EXERCISE: Copy out each of the rows below, keeping every word, number and mark as it is.
▬▬▬▬▬▬
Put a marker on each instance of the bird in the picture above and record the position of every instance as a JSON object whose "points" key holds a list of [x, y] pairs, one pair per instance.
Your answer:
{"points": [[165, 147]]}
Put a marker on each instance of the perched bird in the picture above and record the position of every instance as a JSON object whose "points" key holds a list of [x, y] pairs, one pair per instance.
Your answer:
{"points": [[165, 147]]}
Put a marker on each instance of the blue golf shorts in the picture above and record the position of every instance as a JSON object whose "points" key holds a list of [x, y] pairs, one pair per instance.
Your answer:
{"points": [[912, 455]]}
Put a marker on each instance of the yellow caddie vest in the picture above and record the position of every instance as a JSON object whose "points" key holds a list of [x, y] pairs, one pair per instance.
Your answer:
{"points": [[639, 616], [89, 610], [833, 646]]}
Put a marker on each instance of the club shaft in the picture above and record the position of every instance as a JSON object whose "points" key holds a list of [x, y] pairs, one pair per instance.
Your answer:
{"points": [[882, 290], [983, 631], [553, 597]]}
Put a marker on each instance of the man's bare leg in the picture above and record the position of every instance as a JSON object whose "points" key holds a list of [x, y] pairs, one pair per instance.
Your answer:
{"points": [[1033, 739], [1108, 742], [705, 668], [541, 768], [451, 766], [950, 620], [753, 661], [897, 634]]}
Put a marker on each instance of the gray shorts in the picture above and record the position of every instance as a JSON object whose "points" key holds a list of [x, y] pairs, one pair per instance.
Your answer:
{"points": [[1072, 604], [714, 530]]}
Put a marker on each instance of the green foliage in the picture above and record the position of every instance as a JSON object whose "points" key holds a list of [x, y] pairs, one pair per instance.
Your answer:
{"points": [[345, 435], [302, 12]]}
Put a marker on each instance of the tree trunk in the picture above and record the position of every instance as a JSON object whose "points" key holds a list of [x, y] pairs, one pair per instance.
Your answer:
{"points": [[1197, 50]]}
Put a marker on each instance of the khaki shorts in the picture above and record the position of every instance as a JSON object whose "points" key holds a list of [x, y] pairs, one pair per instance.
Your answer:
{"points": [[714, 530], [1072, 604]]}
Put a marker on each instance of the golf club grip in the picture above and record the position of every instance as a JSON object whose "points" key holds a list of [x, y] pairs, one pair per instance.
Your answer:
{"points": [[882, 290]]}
▬▬▬▬▬▬
COMPLETED TASK:
Put a marker on each instance of the bird in the picture above and record the position of every instance as a JSON object whose "points" key holds a list of [x, y] pairs, one pair per instance.
Your answer:
{"points": [[165, 147]]}
Put a marker on each instance of the perched bird in the picture above and record the position of every instance as a JSON object whose "points" key holds a list of [x, y] pairs, one pair per instance.
Your answer:
{"points": [[165, 147]]}
Put a marker on each instance of the blue golf shorts in the picture above and record the position of every instance as a JSON object whose "points" key holds a list of [x, y] pairs, one pair per instance.
Your answer:
{"points": [[912, 455]]}
Put a marker on each instance of the yellow caddie vest in the picture above and record the position of every instance as a JSON object whose "points" key holds a list of [x, y] pairs, one pair per instance.
Your answer:
{"points": [[639, 616], [89, 610], [833, 646]]}
Put a marker on each instance of the club shaft in the picture above and record the position of every instance as a JSON object whose "points" key holds a list of [x, y] pairs, one pair per instance.
Your answer:
{"points": [[882, 290], [983, 631], [553, 597]]}
Put a marker on each instance of the man's bare leg in the picture above and record the position of every instance as a JSON object whose "points" key holds a list of [x, y] pairs, one pair per instance.
Your answer:
{"points": [[1033, 739], [1108, 742], [705, 668], [541, 768], [451, 766], [950, 620], [753, 661], [897, 634]]}
Put a marker on each instance of the gray shorts in the picture above and record the position of every instance as a JSON object whose "points" key holds a list of [x, y] pairs, one pair per instance.
Your answer:
{"points": [[1072, 604], [714, 530]]}
Put a marker on each instance of the green foliage in the picture above and record the position of every instance as a JSON object whose "points" key holds a list of [x, y] pairs, one pair per instance.
Your answer:
{"points": [[345, 435], [302, 12]]}
Put a marker on each instance of the tree trunk in the picture above and record the position of every instance as a JSON object whose "points" key holds a list of [x, y] pairs, one pair per instance.
Your answer:
{"points": [[1197, 50]]}
Put a marker on each instance of the khaki shorts in the picture above and record the position of every instance as a JSON object whose "points" key holds a list of [x, y] pairs, one pair per instance.
Your answer:
{"points": [[714, 530], [1072, 604]]}
Put a marker on each instance of the golf club grip in the picture above and record the position of every instance as a JSON object whose "points" key holds a list of [x, y] pairs, one pair per instance.
Your answer:
{"points": [[882, 290]]}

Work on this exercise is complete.